Dataset entries:
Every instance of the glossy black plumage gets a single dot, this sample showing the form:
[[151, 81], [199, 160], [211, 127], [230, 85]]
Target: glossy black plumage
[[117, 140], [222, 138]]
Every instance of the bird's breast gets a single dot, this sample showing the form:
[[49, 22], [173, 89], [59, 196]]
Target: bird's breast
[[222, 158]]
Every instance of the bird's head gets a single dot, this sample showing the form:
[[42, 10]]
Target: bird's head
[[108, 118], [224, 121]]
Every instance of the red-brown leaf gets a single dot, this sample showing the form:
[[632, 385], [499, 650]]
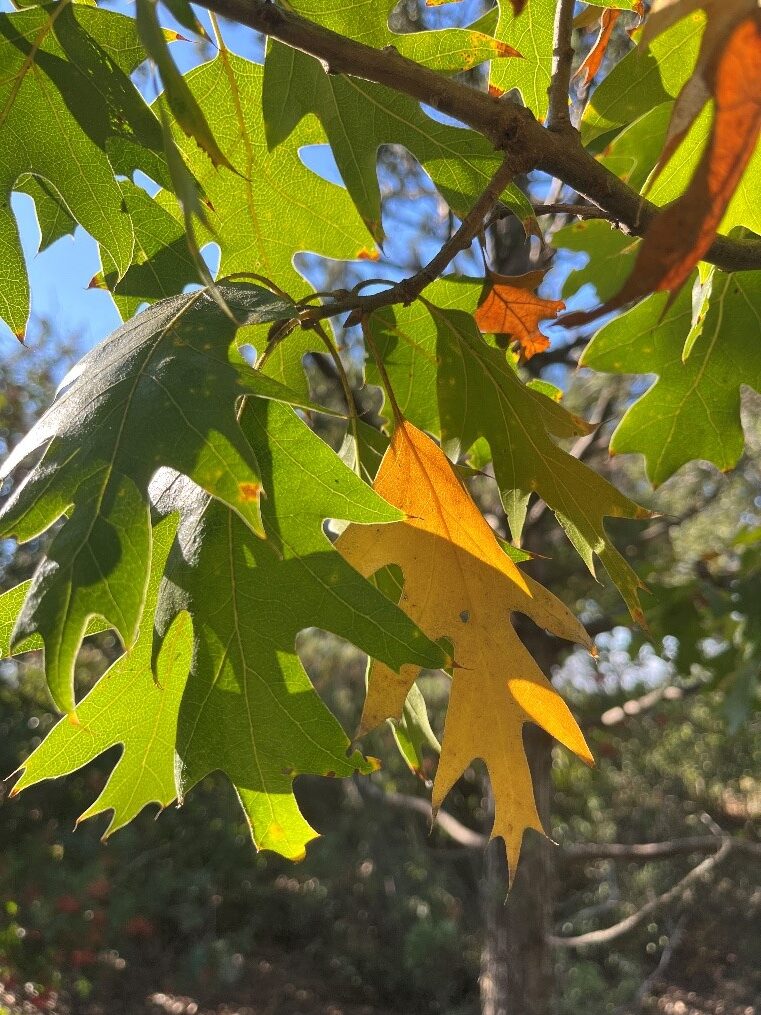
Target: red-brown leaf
[[683, 231], [591, 65], [512, 308]]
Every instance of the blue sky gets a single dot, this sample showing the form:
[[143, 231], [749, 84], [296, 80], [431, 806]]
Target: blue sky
[[60, 276]]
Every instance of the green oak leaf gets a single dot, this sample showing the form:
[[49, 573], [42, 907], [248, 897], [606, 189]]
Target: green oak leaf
[[459, 161], [188, 114], [692, 411], [250, 709], [481, 395], [441, 49], [71, 117], [160, 391], [611, 255], [127, 706], [531, 34], [413, 732], [643, 79], [161, 265], [54, 218], [275, 207], [10, 606], [634, 152]]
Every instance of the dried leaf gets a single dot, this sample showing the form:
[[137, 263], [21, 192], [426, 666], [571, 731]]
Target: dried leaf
[[591, 65], [459, 584], [512, 308], [683, 231]]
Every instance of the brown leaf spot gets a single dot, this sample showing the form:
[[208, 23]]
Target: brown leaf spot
[[250, 491]]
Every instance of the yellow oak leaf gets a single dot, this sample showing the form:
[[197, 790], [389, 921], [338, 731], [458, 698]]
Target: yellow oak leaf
[[459, 584]]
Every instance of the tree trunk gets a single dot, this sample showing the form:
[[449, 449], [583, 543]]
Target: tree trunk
[[515, 961]]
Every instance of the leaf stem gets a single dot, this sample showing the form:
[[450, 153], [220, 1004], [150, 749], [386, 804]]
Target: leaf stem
[[558, 117], [369, 341]]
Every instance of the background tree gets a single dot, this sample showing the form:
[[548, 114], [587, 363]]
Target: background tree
[[173, 382]]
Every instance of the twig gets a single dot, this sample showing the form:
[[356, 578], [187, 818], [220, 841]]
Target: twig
[[635, 706], [410, 288], [455, 829], [582, 852], [577, 210], [675, 940], [604, 937], [558, 117], [510, 128]]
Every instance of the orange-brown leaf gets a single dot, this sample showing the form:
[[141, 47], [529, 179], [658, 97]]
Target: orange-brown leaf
[[459, 584], [512, 308], [591, 64], [683, 231]]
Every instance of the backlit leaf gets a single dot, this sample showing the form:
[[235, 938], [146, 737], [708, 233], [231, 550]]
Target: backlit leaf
[[128, 707], [496, 685], [512, 308], [692, 411], [160, 391], [69, 66], [249, 602]]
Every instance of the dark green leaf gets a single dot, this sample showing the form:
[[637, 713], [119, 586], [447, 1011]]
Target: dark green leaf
[[161, 391]]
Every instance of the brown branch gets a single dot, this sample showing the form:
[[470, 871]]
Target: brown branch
[[558, 117], [511, 129], [572, 853], [446, 822], [635, 706], [608, 934], [582, 852], [577, 210], [410, 288]]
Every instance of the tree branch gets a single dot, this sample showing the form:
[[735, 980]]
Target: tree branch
[[604, 937], [410, 288], [582, 852], [558, 117], [510, 128]]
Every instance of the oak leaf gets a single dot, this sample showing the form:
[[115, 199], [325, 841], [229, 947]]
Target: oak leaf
[[729, 70], [591, 65], [459, 584], [511, 307]]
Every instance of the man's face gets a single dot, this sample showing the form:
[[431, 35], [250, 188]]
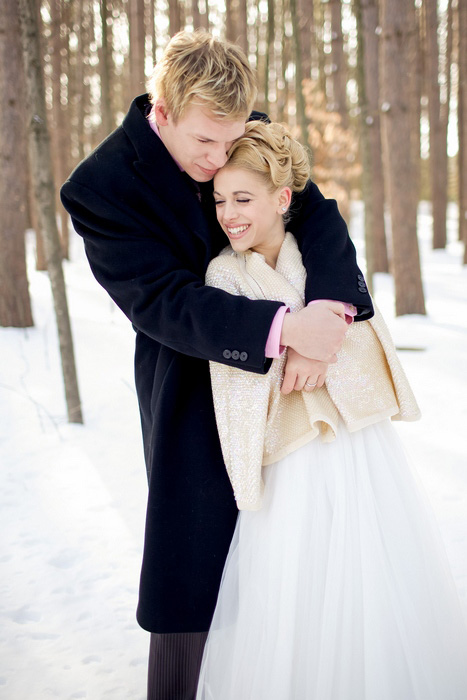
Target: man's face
[[198, 141]]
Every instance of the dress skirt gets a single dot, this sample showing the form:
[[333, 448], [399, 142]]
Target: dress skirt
[[339, 587]]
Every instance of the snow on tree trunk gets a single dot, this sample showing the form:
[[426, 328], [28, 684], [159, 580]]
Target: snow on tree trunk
[[398, 86], [371, 146], [42, 175], [15, 306]]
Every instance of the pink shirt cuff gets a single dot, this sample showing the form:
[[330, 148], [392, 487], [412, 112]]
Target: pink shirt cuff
[[273, 344], [349, 309]]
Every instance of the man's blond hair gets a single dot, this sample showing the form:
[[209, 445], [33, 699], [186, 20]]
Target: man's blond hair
[[198, 69]]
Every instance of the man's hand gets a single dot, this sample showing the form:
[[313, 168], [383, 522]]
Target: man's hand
[[300, 372], [317, 331]]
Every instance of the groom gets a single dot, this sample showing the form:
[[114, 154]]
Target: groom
[[142, 201]]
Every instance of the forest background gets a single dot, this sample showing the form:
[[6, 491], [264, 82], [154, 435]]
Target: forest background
[[376, 88]]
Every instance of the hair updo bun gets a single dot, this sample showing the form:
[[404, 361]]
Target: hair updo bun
[[271, 151]]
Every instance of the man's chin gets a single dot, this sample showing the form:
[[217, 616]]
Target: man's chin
[[202, 175]]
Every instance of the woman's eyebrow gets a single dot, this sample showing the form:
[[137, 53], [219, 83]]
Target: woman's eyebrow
[[236, 192]]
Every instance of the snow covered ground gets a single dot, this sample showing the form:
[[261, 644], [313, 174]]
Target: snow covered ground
[[72, 498]]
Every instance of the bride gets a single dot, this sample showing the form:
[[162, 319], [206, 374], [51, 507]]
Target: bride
[[336, 586]]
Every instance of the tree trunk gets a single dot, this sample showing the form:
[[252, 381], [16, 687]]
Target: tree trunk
[[42, 174], [462, 121], [372, 164], [438, 144], [302, 119], [399, 30], [60, 144], [15, 305], [105, 70], [242, 25], [305, 28], [137, 47], [175, 22], [339, 69], [269, 52]]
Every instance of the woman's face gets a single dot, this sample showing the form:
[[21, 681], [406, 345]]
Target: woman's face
[[249, 213]]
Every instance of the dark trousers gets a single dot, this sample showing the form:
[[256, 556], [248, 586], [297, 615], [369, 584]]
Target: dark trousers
[[174, 665]]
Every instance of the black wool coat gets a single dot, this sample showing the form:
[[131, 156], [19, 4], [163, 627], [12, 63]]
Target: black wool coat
[[149, 238]]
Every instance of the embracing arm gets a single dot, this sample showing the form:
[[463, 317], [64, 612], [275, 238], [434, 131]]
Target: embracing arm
[[150, 277], [328, 252]]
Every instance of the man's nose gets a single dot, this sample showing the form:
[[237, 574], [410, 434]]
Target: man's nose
[[230, 212], [218, 156]]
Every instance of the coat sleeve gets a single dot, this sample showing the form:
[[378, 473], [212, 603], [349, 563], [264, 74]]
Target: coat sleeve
[[328, 253], [149, 277]]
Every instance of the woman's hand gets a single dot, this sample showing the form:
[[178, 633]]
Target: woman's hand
[[300, 373]]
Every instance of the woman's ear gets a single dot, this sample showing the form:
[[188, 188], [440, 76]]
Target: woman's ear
[[160, 112], [285, 196]]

*DIRECTIONS*
From the first line through the line with "[[49, 573], [42, 907], [248, 897], [606, 189]]", output those lines of the entries above exactly, and nothing else, with the pictures left out.

*EXERCISE ANSWER*
Every instance of the glossy black plumage gets a single dot, this sample showing the form:
[[151, 81], [199, 160], [211, 127], [230, 85]]
Target: glossy black plumage
[[117, 140], [222, 138]]
Every instance of the bird's breast gets a single dot, this sample showing the form:
[[49, 22], [173, 89], [59, 196]]
Target: bird's breast
[[222, 158]]
Every instance of the bird's head gets a single dot, this sample showing the form:
[[42, 10]]
Target: bird's head
[[108, 118], [224, 121]]
Every instance of the red-brown leaf gets a single dot, this sample showing the form:
[[632, 385], [499, 650]]
Target: red-brown leaf
[[683, 231], [591, 65], [512, 308]]
Every instance of the blue sky gets a single dot, this sample showing the form:
[[143, 231], [749, 84], [296, 80], [431, 806]]
Target: blue sky
[[60, 276]]
Every instance of the green oak leaf gets a single dot, this sample showing the form:
[[49, 573], [42, 907], [248, 897], [606, 189]]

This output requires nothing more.